It sounded like an elegant solution to me. And for the first 5 minutes or so of the journey, we continued with our pleasant conversation, and talked about how much we loved our mutual friend. Then she launched into the sales pitch. For the next 15 minutes I had to keep saying no to various products, explaining that not only was I not a girly girl who did more than your basic grooming, but also that I was dead broke. No. No. No. No. No.
The last thing she said, as we pulled into the hotel parking lot, was that, if nothing else, I should try this one particular product, because it could get rid of “that thing on your face.” No.
I waived as she drove off, and thought, “Wait. What thing on my face? I have a thing on my face?” I immediately went to my room and headed straight for the nearest mirror.
Huh. Well, I’ll be darned. I do have a thing on my face. It was a moderately darker patch of skin that kind of looked like a thumb print on my left cheek. I tried washing it off, but nope, it was there to stay. It felt slightly different, too.
I know this will sound crazy, but I had never noticed it before. And I was in my late 40’s at that time. Had it always been there? When I got home, I looked through some childhood pictures, and, holy crap! It had always been there.

· · ·

### Exercise A
Quote the story about the mark on the face word for word, everything from "Huh. Well, I’ll" down to "always been there.".
### Exercise B
Answer these questions about the story about the mark on the face:
(i) For how many minutes did the narrator have to keep saying no to products?
(ii) On which cheek was the darker patch of skin?
(iii) How old was the narrator at that time?
The listing after this comes from a separate source.

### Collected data
· · ·

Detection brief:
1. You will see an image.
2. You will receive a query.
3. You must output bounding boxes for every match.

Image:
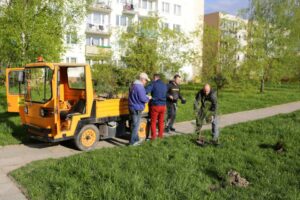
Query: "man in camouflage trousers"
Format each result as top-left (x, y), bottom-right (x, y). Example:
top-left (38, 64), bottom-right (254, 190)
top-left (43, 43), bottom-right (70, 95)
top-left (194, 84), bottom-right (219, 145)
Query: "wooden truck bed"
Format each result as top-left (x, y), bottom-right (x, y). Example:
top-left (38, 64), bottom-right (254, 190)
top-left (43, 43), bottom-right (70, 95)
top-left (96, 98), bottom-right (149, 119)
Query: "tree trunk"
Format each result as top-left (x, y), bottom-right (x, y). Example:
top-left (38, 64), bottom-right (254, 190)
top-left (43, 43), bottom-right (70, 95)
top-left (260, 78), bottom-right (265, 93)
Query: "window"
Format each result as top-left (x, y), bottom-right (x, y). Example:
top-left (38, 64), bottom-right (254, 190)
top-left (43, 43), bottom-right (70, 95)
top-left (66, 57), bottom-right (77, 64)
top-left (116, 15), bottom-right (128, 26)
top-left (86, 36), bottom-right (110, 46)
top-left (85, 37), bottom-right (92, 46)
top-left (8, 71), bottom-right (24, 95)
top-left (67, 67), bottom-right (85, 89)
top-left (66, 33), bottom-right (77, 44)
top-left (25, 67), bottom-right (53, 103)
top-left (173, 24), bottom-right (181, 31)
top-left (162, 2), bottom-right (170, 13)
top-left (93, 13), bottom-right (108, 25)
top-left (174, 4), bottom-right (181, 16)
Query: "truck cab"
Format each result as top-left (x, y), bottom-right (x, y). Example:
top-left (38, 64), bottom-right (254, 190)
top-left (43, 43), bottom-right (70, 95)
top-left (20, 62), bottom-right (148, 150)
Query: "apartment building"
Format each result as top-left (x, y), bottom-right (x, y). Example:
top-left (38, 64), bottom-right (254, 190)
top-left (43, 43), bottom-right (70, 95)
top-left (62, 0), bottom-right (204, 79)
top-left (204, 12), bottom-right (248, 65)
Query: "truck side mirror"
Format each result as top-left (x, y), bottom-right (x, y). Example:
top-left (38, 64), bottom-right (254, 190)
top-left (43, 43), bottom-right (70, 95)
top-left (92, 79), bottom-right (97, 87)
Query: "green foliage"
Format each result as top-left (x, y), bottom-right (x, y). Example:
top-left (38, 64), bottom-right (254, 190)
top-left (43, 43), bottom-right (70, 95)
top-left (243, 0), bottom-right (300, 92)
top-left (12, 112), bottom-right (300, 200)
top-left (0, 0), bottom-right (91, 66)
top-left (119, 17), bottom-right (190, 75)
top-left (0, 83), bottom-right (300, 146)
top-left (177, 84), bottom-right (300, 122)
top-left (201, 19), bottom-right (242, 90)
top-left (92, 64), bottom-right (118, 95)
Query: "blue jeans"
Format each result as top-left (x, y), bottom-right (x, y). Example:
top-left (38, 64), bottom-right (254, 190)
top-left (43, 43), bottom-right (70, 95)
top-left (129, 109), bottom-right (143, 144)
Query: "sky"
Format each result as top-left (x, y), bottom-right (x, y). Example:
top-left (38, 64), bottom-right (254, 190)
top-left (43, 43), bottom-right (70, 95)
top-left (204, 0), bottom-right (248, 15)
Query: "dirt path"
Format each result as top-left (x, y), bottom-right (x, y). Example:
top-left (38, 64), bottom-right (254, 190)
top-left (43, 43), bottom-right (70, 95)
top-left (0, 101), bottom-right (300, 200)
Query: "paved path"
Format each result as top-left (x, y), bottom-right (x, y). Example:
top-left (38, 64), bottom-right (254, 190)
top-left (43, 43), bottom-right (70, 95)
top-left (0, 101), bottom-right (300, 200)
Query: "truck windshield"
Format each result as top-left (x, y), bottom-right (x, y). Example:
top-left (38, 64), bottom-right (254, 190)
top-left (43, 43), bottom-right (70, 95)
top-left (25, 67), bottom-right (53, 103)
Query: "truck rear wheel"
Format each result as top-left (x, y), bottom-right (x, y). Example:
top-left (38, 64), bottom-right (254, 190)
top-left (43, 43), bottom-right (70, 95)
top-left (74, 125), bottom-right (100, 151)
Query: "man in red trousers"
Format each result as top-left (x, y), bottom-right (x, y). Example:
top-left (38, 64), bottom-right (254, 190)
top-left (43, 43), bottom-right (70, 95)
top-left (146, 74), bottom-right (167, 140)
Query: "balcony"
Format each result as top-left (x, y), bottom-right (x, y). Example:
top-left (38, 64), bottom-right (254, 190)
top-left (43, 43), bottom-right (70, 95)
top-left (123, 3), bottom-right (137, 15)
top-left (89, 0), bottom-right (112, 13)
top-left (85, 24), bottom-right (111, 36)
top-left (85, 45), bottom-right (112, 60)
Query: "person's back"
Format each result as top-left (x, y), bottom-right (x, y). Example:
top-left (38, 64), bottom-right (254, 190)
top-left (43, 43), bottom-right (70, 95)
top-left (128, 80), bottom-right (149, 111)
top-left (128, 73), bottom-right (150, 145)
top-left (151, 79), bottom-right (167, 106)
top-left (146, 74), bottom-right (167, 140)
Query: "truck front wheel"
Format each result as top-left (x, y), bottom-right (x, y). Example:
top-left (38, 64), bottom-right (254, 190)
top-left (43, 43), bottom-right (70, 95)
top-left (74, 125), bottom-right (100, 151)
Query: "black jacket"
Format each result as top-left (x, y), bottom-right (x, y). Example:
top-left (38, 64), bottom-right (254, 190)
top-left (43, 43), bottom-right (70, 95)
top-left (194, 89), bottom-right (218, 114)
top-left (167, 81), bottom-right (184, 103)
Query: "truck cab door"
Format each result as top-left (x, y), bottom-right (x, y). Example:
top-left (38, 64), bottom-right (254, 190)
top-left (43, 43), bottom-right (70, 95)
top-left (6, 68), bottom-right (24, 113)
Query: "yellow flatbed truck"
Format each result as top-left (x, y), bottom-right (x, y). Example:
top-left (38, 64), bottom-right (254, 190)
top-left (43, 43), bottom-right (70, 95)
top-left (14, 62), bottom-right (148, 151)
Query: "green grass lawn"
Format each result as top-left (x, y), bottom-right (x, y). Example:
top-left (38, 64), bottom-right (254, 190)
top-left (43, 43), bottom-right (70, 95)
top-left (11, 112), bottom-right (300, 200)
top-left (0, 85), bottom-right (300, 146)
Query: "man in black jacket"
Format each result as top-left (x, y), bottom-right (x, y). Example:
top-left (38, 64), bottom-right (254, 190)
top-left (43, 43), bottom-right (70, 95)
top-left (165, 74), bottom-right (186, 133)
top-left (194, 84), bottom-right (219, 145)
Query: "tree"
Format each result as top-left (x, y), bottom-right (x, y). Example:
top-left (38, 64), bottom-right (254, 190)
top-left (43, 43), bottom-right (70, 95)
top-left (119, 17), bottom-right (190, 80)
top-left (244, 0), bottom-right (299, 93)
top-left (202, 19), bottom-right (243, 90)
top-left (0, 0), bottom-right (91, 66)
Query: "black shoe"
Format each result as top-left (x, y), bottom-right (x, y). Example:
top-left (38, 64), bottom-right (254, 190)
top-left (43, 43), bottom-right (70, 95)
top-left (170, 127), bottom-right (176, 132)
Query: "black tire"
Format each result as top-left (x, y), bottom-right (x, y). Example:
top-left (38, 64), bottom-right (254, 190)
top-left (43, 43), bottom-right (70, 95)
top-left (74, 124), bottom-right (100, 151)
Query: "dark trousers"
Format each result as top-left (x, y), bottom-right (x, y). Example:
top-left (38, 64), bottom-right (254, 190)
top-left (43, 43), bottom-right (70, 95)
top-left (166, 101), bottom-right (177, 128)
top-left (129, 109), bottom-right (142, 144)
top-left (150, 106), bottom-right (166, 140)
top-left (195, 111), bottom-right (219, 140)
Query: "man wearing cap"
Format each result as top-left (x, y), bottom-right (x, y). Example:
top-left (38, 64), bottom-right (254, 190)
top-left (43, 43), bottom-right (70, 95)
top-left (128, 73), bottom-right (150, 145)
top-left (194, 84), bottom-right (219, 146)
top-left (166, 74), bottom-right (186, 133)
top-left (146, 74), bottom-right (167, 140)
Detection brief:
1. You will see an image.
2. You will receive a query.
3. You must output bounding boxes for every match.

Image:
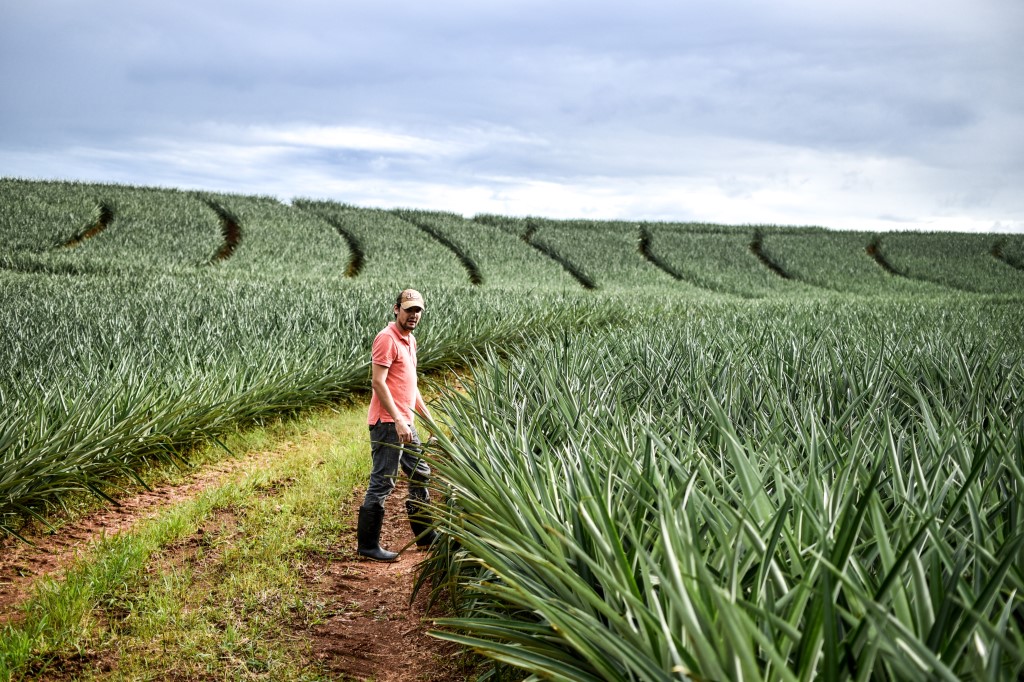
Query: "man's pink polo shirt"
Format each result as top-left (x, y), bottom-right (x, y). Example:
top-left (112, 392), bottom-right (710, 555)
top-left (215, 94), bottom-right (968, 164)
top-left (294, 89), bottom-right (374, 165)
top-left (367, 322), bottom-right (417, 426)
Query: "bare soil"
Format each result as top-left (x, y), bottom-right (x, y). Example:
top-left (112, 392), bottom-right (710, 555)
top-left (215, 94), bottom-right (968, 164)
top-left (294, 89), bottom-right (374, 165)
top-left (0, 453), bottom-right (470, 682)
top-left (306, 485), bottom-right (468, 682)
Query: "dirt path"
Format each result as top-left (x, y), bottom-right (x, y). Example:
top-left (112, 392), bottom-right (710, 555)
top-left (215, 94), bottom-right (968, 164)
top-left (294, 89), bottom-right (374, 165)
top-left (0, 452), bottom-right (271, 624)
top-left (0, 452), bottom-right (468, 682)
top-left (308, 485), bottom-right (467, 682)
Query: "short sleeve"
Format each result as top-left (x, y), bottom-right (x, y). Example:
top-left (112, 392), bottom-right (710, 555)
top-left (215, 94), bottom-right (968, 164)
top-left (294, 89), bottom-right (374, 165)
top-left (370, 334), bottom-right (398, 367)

· · ·

### Task solution A
Huh. Well, I’ll be darned. I do have a thing on my face. It was a moderately darker patch of skin that kind of looked like a thumb print on my left cheek. I tried washing it off, but nope, it was there to stay. It felt slightly different, too.
I know this will sound crazy, but I had never noticed it before. And I was in my late 40’s at that time. Had it always been there? When I got home, I looked through some childhood pictures, and, holy crap! It had always been there.

### Task solution B
(i) 15 minutes
(ii) The left cheek
(iii) In their late 40's